*EXCERPTED TEXT:*
____
Rider Spotlight: Kenny Hersh

Freedom Chair riders aren't just our customers - they're part of the GRIT family. Today's Rider Spotlight features Kenny Hersh! Read on to learn about his adventures!

"The [Freedom] chair has really enabled me to remain part of the adventures."

About Kenny

Kenny lives with a rare neurological disease called Primary Lateral Sclerosis. 

"It’s a motor neuron disease in the same family as ALS, but thankfully not that. There are only around 2,000 with it in the USA. It is a very slowly progressive disease. I’ve had it around 15 years or so. I was a runner pre-neuro world, and I love to still work out at the gym. I use a walker to get around, and sometimes trekking poles."

Before PLS, Kenny would run year-round, even in the Winter, and he also enjoyed downhill skiing. He began missing many of the things he used to do.

"I usually use a walker to get around safely, but I found that I was missing out on walks with my wife, kids, grand kids, and friends. Going on a hike in the woods was no longer feasible. Walking around cities and strolling on bike paths were also difficult if not impossible activities to achieve."

Why did Kenny decide on the GRIT Freedom Chair?

"I saw it as a way to get outside more often with my wife and family, and friends, and to do hikes, walks, around Providence etc."

Before purchasing, Kenny visited GRIT's headquarters in Boston, MA to take a private demo ride.

"It made ALL the difference in the world. We then even rented one for a weekend to be sure, and we took the plunge and bought it."

Kenny does admit that it may take a bit to get used to the Freedom Chair, but persistance pays off!

"My first time in the chair was a bit like riding a new bike for the first time.  There is a learning curve.  However, once you practice a bit and watch videos that the GRIT team and users of the chair have posted, it is fun and easy to ride."

What activities does Kenny enjoy doing with the GRIT Freedom Chair?

Besides just getting exercise rolling around town, Kenny has enjoyed taking his Freedom Chair on multiple vacations. Recently, he and his wife went on their first international trip with some friends. They visited Costa Rica and the Freedom Chair flew with them.

"The airport experience was better than we thought. We had a private transport there so getting it from one place to another was not an issue. I had to bring a walker as well so it was a bit of a challenge. I didn’t use [the Freedom Chair] as much as I had hoped for a variety of reasons, but I will say that to go on the beach of the Pacific ocean at sun down made it all worth it . . . We travel quite a bit so not sure where we will be going next."
____
*DATA SHOWN:*
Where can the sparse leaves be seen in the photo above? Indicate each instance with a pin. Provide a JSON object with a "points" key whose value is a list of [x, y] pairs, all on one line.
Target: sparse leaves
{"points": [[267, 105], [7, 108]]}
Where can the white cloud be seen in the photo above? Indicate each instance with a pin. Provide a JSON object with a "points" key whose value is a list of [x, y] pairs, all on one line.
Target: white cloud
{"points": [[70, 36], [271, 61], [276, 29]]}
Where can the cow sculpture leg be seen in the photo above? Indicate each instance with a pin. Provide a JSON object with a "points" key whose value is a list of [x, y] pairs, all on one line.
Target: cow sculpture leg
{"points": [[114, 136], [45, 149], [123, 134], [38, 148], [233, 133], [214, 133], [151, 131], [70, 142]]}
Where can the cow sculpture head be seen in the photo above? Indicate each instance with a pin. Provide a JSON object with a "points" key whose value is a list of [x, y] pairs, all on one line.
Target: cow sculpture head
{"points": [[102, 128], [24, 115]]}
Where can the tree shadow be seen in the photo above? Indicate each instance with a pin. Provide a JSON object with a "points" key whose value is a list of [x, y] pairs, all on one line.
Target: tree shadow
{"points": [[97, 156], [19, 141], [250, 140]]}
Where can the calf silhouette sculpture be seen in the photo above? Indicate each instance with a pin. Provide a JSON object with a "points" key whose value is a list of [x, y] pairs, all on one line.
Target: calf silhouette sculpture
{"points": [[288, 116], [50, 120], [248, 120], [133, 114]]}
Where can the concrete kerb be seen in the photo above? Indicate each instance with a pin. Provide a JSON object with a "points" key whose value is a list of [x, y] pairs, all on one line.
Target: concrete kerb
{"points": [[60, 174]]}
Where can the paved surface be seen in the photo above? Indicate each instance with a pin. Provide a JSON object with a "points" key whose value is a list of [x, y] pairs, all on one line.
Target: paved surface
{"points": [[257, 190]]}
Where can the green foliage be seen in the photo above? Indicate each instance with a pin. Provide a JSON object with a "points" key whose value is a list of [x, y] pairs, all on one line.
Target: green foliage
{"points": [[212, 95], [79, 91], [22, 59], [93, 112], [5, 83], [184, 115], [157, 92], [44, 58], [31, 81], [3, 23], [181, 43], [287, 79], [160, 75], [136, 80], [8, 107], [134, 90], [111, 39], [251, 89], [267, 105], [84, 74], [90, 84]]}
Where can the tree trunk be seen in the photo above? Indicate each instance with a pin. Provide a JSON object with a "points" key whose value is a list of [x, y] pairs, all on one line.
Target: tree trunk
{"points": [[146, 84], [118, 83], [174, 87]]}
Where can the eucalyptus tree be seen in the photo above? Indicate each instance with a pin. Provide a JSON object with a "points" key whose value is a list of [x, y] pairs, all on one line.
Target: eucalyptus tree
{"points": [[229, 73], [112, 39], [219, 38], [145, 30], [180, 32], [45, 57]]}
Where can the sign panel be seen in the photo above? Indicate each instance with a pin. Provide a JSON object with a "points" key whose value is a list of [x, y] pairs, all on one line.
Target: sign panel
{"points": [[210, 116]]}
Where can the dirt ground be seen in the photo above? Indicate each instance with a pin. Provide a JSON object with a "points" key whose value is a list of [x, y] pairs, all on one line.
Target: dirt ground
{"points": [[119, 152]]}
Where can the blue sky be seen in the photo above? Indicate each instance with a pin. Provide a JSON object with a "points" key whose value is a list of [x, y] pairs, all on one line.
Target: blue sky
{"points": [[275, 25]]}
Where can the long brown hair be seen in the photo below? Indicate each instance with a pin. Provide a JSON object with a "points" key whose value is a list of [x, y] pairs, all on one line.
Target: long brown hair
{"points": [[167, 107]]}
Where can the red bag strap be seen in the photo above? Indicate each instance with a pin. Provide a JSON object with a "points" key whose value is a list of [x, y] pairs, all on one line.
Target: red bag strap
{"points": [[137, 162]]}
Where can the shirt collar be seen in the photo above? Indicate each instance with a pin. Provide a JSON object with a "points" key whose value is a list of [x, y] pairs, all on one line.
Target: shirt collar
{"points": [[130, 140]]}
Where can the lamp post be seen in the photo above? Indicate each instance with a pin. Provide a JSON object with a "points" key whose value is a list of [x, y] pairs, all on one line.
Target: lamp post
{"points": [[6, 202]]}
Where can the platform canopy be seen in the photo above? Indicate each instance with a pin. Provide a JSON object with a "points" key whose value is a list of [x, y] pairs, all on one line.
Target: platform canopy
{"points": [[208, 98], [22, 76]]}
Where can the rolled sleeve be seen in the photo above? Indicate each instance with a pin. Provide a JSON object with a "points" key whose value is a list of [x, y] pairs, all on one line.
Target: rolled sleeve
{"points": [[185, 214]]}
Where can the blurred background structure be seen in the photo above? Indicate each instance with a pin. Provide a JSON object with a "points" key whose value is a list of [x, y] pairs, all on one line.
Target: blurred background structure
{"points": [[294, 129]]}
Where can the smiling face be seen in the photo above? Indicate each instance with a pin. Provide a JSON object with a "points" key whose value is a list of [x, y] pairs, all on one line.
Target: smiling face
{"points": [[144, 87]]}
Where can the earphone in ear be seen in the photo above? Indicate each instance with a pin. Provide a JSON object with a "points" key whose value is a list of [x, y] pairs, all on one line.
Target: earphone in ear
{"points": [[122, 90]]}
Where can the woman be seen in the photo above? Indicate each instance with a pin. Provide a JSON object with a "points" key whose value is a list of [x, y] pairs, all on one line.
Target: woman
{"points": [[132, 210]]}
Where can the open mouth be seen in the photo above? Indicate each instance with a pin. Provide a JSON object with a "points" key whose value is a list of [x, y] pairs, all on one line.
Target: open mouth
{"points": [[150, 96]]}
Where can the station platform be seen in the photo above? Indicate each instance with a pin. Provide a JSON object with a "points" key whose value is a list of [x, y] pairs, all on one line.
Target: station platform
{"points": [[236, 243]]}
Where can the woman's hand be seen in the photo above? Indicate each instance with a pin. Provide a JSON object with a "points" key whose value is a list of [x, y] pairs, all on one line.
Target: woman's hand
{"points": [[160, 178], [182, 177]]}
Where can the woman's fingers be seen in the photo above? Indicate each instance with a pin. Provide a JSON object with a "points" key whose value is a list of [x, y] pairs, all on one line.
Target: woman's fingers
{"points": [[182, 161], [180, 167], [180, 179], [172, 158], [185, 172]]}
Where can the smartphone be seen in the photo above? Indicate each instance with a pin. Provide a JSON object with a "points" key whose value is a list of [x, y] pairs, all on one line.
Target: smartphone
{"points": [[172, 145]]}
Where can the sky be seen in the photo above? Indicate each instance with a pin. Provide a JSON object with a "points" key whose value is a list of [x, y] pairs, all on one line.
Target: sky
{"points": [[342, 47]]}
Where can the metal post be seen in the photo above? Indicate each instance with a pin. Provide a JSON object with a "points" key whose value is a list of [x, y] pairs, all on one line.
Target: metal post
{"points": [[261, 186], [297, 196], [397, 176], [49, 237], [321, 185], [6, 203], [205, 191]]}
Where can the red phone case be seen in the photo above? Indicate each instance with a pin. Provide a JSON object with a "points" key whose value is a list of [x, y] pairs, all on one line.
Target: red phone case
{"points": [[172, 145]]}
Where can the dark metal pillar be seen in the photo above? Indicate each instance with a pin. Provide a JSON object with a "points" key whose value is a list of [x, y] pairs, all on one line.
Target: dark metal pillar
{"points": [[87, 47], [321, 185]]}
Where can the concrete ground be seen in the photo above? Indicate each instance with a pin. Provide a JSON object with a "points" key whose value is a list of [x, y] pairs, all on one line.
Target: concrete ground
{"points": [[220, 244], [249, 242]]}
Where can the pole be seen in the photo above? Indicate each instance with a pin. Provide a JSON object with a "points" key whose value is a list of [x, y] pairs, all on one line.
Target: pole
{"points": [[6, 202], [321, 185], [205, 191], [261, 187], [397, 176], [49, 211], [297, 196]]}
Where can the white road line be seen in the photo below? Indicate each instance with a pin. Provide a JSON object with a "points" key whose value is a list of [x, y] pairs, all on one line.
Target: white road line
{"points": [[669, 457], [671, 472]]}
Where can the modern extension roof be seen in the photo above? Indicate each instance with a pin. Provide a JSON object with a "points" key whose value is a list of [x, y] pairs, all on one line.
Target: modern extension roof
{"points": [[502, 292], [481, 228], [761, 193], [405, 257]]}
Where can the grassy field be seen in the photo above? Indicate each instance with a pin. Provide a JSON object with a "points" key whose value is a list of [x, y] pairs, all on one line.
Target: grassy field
____
*EXERCISES TO COMPLETE:*
(a) Rewrite everything from "Before PLS, Kenny" down to "private demo ride." in the Kenny Hersh spotlight, swapping "walker" for "rollator".
(b) According to the Kenny Hersh spotlight, where did Kenny take a private demo ride before buying his chair?
Rely only on the Kenny Hersh spotlight.

*LIST OF SOLUTIONS:*
(a)
Before PLS, Kenny would run year-round, even in the Winter, and he also enjoyed downhill skiing. He began missing many of the things he used to do.

"I usually use a rollator to get around safely, but I found that I was missing out on walks with my wife, kids, grand kids, and friends. Going on a hike in the woods was no longer feasible. Walking around cities and strolling on bike paths were also difficult if not impossible activities to achieve."

Why did Kenny decide on the GRIT Freedom Chair?

"I saw it as a way to get outside more often with my wife and family, and friends, and to do hikes, walks, around Providence etc."

Before purchasing, Kenny visited GRIT's headquarters in Boston, MA to take a private demo ride.

(b) At GRIT's headquarters in Boston, MA.